--- Start of Excerpt ---

Australian Competition and Consumer Commission v News Corporation Ltd

Case

[1997] FCA 1175

31 OCTOBER 1997


IN THE FEDERAL COURT OF AUSTRALIA

NEW SOUTH WALES DISTRICT REGISTRY

NG 851  of   1997

BETWEEN:

AUSTRALIAN COMPETITION AND CONSUMER COMMISSION
APPLICANT

AND:

THE NEWS CORPORATION LIMITED
FIRST RESPONDENT

TELSTRA CORPORATION LIMITED
SECOND RESPONDENT

AUSTRALIS MEDIA LIMITED
THIRD RESPONDENT

JUDGE(S):

HILL J

DATE OF ORDER:

31 OCTOBER 1997

WHERE MADE:

SYDNEY

THE COURT ORDERS THAT:

  1. The affidavits and those parts of the affidavits referred to in the schedule attached and marked “A” (“affidavits confidential to solicitors”) be disclosed by Patricia Henry, Roger Featherston, Ian Pike, Yoland Chora and Rebecca Irwin (“Solicitors for Telstra”) only to the solicitors for the respondents who have signed confidentiality undertakings and to counsel for the respondents (“respondents’ solicitors and counsel”).

  1. The affidavits and those parts of the affidavits referred to in the schedule attached and marked “B” (“confidential affidavits”) be disclosed by the Solicitors for Telstra only to

(a)Bruce Akhurst, General Counsel, Telstra Corporation Limited;

(b)Moya Dodd, General Counsel, Telstra Multimedia Pty Limited;

(c)any other person approved in writing by the solicitor for the applicant and, if necessary, the solicitors for the respondents;

(collectively (“Telstra Representatives”)) and upon the Telstra Representatives signing a confidentiality undertaking in the form or a form substantially similar to the undertaking attached and marked “D”; and

(d)the respondents’ solicitors and counsel.

  1. The Solicitors for Telstra and Telstra Representatives be entitled to disclose the affidavits and/or parts of the affidavits referred to in the schedule attached and marked “C” (“non-confidential affidavits”), being the affidavits that have not yet been read in these proceedings and are not subject to confidentiality orders, to the Australian Due Diligence Committee and the Due Diligence Oversight Committee for the Telstra Corporation Limited Share Sale.

  1. Second respondent to pay 50% of the costs of Optus Communications Pty Ltd and any other Optus company for which Mr R V Gyles QC and Mr D M Yates SC act.

Note:Settlement and entry of orders is dealt with in Order 36 of the Federal Court Rules.

SCHEDULE “A”

Affidavits confidential to solicitors

  • Affidavit of Gregory Lawrence Smith sworn 14 October 1997.

--- End of Excerpt ---
--- Start of Records provided ---

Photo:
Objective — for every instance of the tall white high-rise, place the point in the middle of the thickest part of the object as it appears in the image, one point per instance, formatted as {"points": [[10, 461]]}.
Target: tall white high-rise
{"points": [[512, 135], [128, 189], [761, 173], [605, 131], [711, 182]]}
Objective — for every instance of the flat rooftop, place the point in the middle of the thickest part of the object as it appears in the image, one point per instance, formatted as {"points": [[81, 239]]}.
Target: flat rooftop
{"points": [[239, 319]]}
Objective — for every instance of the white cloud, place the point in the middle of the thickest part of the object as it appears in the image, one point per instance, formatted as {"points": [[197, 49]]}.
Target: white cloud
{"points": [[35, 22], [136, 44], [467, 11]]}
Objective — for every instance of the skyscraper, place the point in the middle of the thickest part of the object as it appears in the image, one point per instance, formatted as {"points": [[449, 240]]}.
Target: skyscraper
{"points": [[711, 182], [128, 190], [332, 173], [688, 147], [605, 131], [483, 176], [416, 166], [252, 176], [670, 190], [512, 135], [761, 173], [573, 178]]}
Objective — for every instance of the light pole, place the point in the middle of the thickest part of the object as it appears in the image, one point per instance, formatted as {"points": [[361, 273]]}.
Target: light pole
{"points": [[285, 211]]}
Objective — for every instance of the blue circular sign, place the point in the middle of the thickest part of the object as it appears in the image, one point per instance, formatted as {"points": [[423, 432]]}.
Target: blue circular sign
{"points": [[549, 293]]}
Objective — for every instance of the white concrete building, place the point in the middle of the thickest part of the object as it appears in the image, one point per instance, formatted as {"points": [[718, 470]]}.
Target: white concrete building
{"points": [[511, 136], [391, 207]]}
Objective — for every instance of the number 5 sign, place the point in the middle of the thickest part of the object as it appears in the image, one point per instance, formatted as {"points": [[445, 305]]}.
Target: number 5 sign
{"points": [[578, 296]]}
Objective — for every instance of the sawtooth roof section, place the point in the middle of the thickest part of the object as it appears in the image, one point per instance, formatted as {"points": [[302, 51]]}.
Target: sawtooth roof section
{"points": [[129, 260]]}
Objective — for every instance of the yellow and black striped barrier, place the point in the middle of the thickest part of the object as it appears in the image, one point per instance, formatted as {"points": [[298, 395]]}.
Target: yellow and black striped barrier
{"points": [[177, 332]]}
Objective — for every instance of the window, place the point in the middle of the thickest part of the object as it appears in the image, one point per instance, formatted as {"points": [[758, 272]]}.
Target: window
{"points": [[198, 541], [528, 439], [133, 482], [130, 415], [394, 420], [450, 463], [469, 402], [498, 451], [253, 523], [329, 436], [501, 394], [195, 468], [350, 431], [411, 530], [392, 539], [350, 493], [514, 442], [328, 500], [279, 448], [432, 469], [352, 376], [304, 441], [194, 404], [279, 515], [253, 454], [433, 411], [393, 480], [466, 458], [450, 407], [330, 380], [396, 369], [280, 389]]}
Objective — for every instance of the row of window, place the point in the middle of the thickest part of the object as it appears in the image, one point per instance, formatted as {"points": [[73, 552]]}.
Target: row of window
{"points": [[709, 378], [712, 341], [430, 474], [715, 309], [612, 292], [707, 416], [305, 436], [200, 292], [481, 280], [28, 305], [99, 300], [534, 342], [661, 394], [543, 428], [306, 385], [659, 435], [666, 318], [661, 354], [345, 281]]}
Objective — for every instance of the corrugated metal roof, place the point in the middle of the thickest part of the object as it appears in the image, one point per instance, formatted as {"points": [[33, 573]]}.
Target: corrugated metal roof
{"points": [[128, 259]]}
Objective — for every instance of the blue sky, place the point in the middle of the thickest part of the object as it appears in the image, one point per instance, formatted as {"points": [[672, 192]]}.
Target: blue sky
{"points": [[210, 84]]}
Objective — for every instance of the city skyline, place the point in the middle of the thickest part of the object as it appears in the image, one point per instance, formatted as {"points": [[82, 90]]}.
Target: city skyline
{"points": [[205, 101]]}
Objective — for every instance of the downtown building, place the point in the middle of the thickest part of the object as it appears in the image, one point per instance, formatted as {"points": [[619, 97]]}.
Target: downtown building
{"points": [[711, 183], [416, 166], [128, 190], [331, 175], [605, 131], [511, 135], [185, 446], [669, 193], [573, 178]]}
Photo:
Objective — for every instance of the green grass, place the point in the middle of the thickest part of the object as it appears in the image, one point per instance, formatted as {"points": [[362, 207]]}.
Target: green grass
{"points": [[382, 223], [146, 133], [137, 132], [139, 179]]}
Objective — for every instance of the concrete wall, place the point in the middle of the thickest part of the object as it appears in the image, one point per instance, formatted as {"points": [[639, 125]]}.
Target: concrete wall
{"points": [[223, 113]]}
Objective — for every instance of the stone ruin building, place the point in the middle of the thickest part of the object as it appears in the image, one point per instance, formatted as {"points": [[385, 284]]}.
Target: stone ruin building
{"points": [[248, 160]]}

--- End of Records provided ---

> What to produce: Reproduce everything in the Federal Court order from "(d)the respondents’ solicitors" down to "and Mr D M Yates SC act.", without altering a word.

> Output for this task:
(d)the respondents’ solicitors and counsel.

  1. The Solicitors for Telstra and Telstra Representatives be entitled to disclose the affidavits and/or parts of the affidavits referred to in the schedule attached and marked “C” (“non-confidential affidavits”), being the affidavits that have not yet been read in these proceedings and are not subject to confidentiality orders, to the Australian Due Diligence Committee and the Due Diligence Oversight Committee for the Telstra Corporation Limited Share Sale.

  1. Second respondent to pay 50% of the costs of Optus Communications Pty Ltd and any other Optus company for which Mr R V Gyles QC and Mr D M Yates SC act.